Required work: Could you repeat exactly the lines from the one containing "Drop a point on each instance of the hare's ear." through the last line of the records, with no pictures?

Data extract:
((
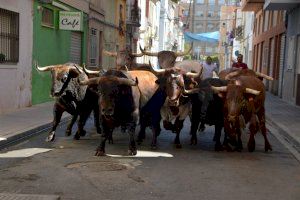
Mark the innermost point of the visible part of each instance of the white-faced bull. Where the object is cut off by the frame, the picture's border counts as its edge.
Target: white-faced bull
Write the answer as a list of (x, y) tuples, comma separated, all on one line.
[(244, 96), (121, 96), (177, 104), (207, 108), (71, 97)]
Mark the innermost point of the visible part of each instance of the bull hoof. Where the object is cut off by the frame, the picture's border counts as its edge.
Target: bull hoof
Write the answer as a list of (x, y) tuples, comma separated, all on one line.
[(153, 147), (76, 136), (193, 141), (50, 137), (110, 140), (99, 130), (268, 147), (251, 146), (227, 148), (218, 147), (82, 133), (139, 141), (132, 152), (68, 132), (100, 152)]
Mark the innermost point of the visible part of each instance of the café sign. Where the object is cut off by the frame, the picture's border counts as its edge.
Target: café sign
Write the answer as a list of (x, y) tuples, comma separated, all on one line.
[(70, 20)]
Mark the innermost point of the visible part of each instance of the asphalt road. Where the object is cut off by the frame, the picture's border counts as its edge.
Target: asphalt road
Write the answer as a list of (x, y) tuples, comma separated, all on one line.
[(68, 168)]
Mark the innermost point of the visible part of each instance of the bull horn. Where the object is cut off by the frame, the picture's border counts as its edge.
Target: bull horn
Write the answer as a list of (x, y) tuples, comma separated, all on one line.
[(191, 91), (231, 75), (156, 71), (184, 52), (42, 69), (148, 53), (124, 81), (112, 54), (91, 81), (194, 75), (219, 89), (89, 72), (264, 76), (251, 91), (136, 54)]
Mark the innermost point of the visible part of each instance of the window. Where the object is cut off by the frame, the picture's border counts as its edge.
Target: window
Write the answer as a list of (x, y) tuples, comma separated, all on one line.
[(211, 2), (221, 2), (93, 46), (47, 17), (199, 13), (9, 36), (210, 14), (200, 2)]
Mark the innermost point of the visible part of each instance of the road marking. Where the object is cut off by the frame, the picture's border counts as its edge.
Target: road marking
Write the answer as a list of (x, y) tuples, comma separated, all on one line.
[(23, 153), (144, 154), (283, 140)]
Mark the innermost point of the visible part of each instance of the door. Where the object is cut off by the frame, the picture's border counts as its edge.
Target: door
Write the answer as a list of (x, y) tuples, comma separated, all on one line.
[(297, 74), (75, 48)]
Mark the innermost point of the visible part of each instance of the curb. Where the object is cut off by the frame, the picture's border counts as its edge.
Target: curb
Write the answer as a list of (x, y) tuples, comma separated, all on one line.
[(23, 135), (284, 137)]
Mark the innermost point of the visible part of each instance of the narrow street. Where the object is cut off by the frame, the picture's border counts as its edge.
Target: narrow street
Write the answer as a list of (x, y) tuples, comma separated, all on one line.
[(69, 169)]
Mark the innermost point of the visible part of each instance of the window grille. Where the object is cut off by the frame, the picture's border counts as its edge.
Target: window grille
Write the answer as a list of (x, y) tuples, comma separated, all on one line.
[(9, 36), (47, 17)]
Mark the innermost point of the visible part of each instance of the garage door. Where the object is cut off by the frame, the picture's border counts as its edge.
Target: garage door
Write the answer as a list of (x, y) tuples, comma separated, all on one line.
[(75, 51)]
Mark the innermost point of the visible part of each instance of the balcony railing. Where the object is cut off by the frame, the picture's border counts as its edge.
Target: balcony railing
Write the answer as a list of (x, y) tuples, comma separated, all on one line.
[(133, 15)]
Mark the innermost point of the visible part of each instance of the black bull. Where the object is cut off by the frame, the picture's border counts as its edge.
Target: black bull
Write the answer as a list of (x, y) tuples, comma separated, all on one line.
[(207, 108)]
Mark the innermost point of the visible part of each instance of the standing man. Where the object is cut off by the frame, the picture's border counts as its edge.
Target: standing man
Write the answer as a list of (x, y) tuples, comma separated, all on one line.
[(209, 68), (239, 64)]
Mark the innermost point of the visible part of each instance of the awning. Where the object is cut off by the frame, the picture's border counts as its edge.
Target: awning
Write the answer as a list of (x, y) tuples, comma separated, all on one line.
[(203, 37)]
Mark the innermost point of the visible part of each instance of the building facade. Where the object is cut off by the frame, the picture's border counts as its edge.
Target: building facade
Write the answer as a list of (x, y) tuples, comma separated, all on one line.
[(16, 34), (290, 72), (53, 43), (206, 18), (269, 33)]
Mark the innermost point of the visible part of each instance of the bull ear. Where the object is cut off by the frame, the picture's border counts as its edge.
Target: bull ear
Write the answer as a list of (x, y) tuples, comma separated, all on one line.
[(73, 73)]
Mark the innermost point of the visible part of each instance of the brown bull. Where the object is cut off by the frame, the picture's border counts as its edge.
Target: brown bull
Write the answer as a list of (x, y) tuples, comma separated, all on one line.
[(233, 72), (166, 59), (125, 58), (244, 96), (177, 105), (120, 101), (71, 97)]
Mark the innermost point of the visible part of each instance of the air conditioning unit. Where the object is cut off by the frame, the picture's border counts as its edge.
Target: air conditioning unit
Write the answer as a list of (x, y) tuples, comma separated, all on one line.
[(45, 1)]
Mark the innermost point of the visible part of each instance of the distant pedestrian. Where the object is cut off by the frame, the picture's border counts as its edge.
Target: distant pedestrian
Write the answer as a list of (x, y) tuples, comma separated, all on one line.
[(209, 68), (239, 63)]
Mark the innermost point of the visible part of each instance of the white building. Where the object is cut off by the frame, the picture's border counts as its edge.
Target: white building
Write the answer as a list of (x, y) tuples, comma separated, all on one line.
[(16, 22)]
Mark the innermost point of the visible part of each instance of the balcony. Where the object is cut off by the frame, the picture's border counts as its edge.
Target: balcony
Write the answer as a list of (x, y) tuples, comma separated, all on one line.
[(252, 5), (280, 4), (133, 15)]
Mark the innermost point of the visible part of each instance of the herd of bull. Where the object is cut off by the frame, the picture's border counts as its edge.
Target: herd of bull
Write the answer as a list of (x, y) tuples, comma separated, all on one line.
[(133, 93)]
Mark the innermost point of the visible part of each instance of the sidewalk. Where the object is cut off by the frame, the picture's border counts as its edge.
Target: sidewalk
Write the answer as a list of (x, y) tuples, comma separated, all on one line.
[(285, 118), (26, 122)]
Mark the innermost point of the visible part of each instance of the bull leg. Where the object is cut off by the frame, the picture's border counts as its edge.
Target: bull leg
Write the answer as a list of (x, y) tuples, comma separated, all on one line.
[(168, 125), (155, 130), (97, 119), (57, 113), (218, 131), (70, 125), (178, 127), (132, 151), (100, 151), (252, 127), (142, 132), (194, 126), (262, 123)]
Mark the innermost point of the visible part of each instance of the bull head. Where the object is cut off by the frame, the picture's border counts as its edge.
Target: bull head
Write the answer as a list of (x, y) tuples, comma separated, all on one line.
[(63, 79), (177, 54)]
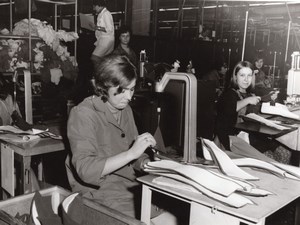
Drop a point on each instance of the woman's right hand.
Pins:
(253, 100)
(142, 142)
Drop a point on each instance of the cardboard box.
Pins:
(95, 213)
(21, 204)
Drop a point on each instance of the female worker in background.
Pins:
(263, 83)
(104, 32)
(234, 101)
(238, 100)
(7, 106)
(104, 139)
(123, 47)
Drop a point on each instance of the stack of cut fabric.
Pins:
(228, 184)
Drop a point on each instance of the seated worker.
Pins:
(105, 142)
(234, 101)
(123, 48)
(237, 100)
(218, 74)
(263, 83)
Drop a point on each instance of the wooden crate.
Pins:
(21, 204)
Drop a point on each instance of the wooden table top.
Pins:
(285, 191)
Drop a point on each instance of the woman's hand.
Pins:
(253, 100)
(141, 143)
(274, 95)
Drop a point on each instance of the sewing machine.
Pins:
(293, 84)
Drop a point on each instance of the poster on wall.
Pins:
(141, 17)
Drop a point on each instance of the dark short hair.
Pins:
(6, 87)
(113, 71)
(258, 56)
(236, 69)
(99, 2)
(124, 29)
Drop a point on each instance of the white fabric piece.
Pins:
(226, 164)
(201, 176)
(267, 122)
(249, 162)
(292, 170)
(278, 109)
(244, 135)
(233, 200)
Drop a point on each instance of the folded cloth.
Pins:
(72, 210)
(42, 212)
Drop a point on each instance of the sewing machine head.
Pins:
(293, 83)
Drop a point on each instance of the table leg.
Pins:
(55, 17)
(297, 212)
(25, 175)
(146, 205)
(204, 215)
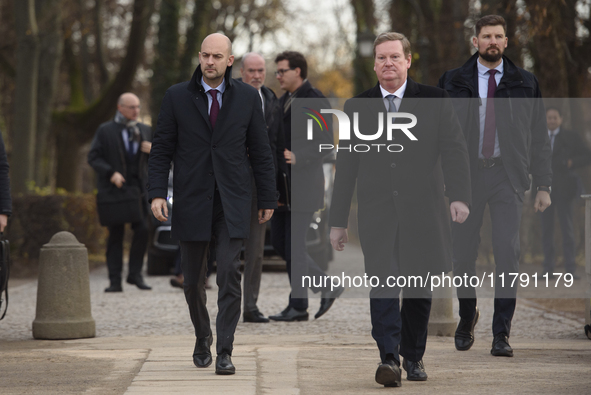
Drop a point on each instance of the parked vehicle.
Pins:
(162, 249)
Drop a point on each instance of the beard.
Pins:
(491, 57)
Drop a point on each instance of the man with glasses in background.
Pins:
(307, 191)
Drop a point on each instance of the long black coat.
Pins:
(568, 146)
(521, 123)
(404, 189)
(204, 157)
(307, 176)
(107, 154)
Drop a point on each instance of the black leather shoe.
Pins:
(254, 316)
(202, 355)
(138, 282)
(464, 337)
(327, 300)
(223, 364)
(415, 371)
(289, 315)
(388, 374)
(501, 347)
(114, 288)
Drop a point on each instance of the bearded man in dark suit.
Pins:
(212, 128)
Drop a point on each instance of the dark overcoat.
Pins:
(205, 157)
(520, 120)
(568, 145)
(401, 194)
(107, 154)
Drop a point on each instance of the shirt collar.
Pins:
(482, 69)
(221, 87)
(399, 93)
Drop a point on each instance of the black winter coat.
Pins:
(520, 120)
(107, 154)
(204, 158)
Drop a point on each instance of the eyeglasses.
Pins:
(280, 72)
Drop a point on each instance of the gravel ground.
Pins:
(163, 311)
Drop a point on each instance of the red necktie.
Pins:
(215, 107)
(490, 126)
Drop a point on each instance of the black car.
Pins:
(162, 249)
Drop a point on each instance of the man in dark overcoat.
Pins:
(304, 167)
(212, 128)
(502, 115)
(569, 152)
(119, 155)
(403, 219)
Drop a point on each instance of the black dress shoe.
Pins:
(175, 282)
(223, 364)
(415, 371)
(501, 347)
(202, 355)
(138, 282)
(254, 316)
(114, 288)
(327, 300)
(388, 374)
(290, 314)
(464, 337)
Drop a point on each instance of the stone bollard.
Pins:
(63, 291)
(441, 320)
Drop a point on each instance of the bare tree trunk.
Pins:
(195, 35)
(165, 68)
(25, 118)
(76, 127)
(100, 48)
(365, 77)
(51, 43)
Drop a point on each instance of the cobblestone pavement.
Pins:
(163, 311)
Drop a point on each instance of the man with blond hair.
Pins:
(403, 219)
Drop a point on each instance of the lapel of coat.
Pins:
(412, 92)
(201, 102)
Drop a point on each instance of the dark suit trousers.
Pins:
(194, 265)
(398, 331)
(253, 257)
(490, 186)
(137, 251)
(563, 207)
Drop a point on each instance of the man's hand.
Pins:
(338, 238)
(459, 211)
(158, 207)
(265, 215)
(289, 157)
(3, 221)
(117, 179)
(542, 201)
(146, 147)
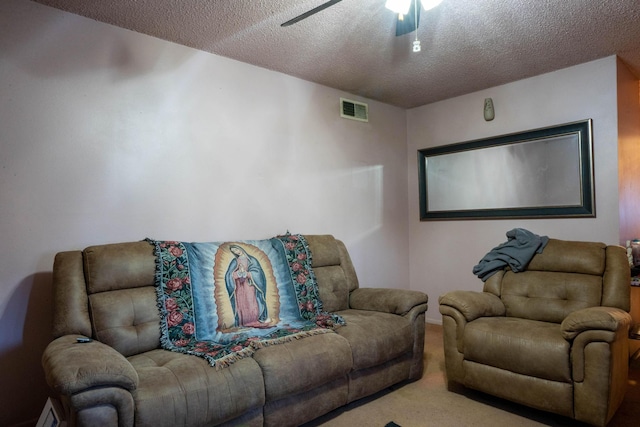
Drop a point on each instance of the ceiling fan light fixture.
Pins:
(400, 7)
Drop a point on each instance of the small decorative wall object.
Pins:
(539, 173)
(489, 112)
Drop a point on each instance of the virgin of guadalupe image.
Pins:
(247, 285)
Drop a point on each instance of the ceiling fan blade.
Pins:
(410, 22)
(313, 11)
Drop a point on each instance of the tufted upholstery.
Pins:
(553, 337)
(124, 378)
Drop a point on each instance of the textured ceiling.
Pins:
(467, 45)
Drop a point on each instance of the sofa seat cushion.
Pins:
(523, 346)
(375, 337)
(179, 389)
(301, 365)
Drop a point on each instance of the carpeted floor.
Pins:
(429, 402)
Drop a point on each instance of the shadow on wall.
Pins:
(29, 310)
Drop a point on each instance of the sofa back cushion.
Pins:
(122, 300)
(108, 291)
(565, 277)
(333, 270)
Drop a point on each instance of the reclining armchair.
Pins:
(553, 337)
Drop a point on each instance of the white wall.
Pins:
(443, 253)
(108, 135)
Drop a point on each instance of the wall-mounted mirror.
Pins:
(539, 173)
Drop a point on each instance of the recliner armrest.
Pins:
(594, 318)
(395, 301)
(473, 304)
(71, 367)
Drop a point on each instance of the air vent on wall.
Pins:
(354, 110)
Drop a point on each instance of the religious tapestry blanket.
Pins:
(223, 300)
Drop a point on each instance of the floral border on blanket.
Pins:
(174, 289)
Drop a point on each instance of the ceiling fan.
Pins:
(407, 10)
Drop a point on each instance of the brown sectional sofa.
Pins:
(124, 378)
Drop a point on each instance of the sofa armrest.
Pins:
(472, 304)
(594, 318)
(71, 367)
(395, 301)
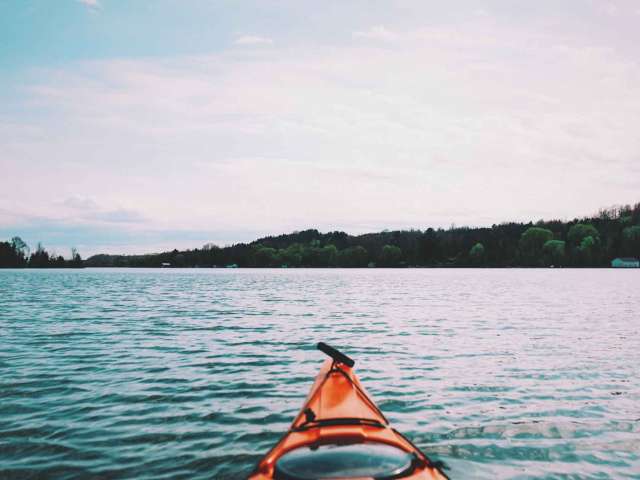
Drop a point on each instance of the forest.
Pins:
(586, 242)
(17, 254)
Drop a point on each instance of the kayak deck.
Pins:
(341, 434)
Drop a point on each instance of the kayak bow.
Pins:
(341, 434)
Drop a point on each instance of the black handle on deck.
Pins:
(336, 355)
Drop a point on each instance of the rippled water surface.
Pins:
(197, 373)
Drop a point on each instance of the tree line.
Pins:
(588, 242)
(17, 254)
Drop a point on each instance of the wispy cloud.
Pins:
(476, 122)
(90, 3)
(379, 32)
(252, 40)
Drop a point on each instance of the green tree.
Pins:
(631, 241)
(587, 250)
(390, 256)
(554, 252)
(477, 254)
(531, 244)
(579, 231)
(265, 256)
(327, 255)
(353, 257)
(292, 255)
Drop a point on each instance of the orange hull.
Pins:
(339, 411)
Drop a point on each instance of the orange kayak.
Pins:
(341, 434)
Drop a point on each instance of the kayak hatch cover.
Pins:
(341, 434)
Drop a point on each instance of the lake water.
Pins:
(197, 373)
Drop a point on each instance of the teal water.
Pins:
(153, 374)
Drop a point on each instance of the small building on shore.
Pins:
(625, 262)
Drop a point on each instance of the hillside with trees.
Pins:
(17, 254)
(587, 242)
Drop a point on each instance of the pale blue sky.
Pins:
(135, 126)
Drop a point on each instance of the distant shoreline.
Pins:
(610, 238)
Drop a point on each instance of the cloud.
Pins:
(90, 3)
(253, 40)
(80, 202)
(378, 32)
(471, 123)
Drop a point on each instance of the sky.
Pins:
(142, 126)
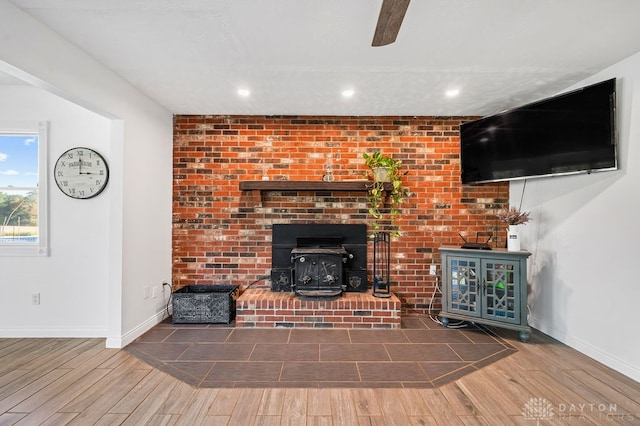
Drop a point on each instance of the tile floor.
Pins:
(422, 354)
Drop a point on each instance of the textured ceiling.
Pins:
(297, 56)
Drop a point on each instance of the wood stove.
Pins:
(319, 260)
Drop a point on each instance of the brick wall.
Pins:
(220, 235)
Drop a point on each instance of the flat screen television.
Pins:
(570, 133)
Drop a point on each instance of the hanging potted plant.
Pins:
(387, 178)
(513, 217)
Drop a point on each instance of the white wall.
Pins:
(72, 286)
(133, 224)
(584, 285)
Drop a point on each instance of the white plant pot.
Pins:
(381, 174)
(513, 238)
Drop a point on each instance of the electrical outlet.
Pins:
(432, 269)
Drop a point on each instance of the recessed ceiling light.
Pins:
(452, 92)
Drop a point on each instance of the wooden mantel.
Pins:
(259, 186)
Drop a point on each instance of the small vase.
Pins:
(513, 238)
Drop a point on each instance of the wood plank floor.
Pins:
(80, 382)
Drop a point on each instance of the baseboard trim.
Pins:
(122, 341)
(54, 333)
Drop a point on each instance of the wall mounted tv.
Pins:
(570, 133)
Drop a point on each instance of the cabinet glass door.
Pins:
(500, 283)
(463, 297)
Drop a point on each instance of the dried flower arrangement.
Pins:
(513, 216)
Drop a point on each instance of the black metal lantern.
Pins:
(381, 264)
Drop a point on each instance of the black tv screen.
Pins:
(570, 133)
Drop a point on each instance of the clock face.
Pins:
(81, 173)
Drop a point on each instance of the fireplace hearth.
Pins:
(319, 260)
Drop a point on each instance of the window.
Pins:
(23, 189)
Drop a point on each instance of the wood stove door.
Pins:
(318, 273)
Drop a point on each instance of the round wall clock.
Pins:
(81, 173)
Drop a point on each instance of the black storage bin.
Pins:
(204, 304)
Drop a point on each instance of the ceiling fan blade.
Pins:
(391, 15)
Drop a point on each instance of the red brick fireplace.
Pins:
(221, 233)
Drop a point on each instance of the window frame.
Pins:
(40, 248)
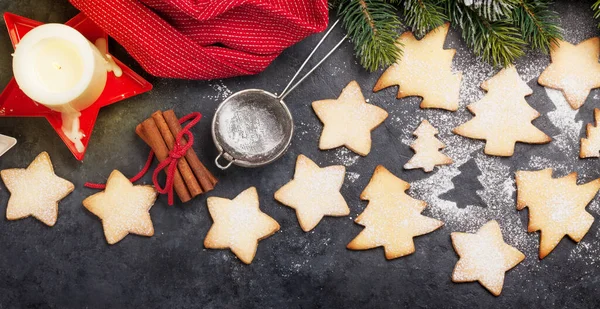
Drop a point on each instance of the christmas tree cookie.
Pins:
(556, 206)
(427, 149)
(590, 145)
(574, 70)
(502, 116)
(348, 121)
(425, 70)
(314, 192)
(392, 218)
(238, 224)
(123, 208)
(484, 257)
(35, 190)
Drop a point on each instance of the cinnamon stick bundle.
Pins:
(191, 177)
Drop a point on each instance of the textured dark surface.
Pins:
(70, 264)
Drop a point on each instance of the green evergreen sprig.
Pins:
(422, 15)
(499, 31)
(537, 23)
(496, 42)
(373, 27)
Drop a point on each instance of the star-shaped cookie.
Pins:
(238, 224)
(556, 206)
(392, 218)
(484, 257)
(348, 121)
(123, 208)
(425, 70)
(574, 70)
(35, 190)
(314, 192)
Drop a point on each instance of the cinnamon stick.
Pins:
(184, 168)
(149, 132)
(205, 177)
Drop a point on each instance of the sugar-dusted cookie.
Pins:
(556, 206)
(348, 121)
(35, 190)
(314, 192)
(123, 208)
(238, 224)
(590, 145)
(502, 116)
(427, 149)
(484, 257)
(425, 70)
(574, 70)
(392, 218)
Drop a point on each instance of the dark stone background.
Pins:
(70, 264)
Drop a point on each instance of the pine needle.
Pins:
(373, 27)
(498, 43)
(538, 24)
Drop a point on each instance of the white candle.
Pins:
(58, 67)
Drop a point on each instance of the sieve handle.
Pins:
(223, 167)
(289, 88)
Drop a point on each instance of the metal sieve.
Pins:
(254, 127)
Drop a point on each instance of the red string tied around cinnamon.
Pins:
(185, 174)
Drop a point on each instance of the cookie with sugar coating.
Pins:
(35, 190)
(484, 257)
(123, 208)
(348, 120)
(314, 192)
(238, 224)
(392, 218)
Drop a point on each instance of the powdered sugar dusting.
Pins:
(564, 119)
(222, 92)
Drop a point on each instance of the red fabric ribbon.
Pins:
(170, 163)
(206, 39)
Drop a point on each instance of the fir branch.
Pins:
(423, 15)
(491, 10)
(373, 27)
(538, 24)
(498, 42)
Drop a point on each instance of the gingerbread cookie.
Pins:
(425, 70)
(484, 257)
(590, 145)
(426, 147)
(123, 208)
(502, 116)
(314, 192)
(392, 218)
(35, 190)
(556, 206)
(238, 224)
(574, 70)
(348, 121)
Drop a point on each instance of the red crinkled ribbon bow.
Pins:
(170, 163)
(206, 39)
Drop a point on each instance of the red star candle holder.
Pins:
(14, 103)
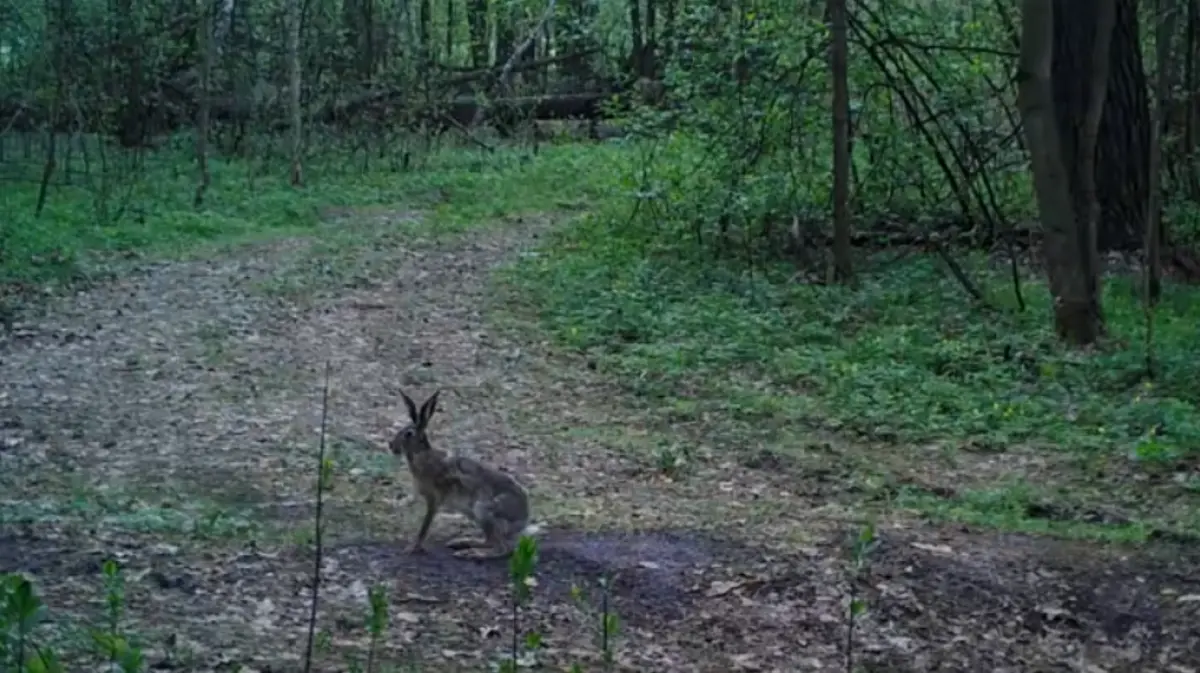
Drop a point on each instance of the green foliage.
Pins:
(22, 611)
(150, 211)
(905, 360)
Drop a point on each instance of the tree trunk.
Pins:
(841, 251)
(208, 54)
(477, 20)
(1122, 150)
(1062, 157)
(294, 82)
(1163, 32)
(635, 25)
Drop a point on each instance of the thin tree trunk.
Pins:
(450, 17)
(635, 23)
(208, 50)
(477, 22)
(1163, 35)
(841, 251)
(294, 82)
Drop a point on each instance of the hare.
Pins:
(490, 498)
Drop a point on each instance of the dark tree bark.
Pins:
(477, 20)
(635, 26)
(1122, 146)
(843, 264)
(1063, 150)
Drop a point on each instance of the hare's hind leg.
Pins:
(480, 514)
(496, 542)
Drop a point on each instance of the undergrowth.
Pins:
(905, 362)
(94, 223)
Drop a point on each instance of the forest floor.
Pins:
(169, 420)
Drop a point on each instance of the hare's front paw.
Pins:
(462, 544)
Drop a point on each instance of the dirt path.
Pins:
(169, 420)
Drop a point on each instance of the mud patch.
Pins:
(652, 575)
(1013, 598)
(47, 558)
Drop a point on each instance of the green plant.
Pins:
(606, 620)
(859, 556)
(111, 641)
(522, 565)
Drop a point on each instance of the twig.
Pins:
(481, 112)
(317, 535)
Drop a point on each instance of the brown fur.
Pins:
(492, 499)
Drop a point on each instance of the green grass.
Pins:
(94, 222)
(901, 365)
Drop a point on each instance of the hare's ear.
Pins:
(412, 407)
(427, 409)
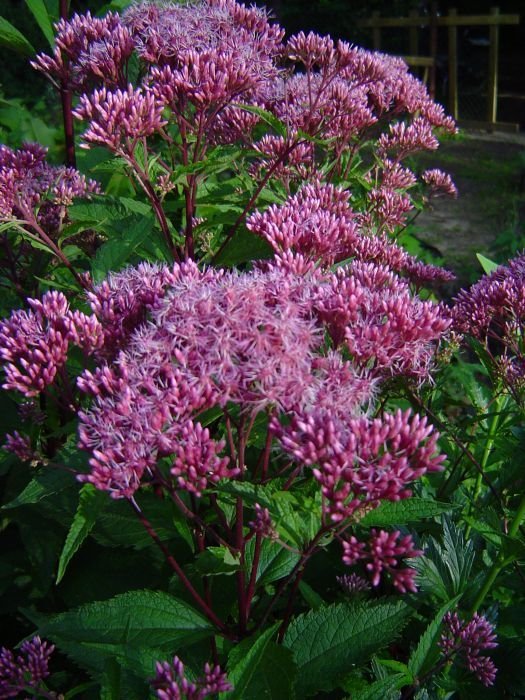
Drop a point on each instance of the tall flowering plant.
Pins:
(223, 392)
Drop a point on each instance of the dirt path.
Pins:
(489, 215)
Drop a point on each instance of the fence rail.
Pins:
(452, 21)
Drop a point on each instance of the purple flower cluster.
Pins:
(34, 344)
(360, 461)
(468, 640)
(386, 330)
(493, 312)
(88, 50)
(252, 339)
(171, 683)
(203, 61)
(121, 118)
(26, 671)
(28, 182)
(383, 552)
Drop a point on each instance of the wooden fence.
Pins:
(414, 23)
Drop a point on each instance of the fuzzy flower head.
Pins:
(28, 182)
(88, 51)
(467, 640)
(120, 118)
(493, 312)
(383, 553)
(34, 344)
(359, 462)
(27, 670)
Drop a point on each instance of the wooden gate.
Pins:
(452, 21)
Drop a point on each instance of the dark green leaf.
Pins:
))
Result of the exercise:
Drop a point on each instance of the hare's ear.
Pins:
(412, 407)
(427, 409)
Drop a point on each instance of the tall flowering plant.
Pins:
(223, 392)
Drop a point on each instance of the dirt path.
Pins:
(489, 215)
Drop a point on each instance of the fence rail.
Pins:
(452, 21)
Drop a point on each instance of the purple flower cluster.
Pins:
(34, 344)
(360, 461)
(468, 640)
(386, 330)
(493, 312)
(88, 50)
(252, 339)
(171, 683)
(203, 61)
(121, 118)
(26, 671)
(28, 182)
(383, 552)
Drop a point on each instance of the wooden fence.
Pins:
(414, 23)
Drop a point on each instance of the fuzzy flower head.
Pins:
(28, 182)
(88, 51)
(467, 640)
(120, 118)
(493, 312)
(383, 553)
(34, 344)
(359, 462)
(27, 670)
Drop a point on each instance of the wooden gate.
Pins:
(452, 21)
Drop a point on each instance of the dark green leaf.
Pins:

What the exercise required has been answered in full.